(Stored items)

========================

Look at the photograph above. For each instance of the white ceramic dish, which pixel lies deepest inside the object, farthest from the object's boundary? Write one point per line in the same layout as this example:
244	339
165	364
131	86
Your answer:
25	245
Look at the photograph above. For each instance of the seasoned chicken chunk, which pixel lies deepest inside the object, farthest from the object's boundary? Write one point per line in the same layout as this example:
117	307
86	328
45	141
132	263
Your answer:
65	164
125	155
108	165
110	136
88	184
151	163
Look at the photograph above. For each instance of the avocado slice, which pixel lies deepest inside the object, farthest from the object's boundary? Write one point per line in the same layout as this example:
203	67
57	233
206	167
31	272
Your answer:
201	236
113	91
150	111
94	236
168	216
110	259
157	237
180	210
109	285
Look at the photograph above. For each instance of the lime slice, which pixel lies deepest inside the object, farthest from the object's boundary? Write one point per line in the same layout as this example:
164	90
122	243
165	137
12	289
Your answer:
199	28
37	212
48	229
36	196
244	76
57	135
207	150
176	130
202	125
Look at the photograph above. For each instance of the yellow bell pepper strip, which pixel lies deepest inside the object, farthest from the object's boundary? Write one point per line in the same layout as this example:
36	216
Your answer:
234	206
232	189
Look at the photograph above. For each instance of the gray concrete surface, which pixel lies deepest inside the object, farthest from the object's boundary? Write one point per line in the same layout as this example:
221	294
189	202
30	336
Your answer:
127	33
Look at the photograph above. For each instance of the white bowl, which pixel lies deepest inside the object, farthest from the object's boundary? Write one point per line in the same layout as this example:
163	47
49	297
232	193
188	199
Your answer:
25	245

========================

TASK DESCRIPTION: Find the word "Look" in the entries above, then copy each line that holds it.

ANSWER TO THE PROBLEM:
Look at the photograph above. For each instance of the white ceramic dish, which pixel lies deepest inside the object, farthest from the object's boundary? Write one point per line in the same layout as this example:
Look at the photograph above. For each instance of the seasoned chicken chunk, which pixel lies deepest inside the object, farthest from the object's boundary? Write one point per line in the same layout as this example:
Look at the photograph above. For each instance of the avocado slice, which pixel lies deepest inside the object, farthest from the object's boundary? Write one point per line in the same layout as this example:
Look at the photograph above. For each instance of the lime slice, which pixel lies deepest inside the object, farthest from the object's boundary? Write one point per line in the same layout as this example:
Look at the photograph above. For each instance of the yellow bell pepper strip, which pixel lies deepest inside the object, farthest from the object's boundary? Write one point per line in the same layout as this example:
Look at the photograph above. For each instance of the gray concrete surface, which pixel lies deepest inside the object, farthest from the object's boundary? Write one point per line in the same layout as this example:
Look at the photograph above. For each instance of the white bowl, which pixel lies deepest inside the object, farthest from the object's boundary? Write one point per line in the same layout as this example:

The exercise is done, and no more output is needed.